Problem requirements »
Go through the data below. List every line that holds the word "tile".

(Items from a data source)
········
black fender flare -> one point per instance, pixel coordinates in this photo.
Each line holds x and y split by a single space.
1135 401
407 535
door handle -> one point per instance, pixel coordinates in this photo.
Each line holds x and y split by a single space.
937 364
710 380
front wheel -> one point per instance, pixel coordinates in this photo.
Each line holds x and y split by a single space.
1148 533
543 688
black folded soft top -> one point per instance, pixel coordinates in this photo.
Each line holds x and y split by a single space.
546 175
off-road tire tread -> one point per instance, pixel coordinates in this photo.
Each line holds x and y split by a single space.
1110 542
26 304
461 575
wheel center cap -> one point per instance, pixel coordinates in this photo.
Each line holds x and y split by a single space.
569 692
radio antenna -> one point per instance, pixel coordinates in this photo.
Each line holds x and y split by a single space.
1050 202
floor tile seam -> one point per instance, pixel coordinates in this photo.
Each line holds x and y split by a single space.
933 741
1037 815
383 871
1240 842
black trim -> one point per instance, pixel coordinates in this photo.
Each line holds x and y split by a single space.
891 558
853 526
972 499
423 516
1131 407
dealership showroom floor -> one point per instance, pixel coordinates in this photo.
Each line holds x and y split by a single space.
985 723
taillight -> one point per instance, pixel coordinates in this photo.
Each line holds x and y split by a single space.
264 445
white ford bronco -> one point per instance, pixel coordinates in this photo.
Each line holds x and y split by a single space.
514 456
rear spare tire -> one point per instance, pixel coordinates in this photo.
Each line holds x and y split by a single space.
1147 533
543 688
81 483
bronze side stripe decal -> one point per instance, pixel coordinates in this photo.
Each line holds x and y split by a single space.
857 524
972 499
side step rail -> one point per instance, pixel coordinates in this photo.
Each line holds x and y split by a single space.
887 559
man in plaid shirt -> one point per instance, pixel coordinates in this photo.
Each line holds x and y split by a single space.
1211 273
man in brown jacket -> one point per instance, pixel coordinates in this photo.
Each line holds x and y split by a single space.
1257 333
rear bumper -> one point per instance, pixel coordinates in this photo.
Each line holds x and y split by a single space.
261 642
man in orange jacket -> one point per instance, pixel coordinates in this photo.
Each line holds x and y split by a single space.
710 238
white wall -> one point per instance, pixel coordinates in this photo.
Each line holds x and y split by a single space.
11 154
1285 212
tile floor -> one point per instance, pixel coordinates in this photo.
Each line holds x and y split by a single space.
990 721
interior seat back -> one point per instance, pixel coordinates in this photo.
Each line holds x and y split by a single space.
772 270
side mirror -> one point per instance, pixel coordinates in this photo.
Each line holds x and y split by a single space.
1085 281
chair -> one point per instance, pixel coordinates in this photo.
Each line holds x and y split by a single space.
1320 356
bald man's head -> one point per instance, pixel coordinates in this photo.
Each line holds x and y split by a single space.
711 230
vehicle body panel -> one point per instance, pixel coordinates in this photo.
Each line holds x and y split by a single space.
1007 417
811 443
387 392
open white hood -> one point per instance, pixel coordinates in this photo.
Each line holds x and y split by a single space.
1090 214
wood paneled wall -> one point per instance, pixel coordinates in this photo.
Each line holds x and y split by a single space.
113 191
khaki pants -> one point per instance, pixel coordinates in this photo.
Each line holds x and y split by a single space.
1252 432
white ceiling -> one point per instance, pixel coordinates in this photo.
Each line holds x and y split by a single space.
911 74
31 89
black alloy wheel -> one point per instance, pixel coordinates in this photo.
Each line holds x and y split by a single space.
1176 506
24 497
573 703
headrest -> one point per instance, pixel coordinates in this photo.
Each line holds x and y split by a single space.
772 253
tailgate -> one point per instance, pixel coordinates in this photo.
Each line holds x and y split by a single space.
········
Exercise result »
floor tile seam -> one point per instance, pixel coordinates in this photo.
tile floor -> one point per instance, pixel coordinates in this photo.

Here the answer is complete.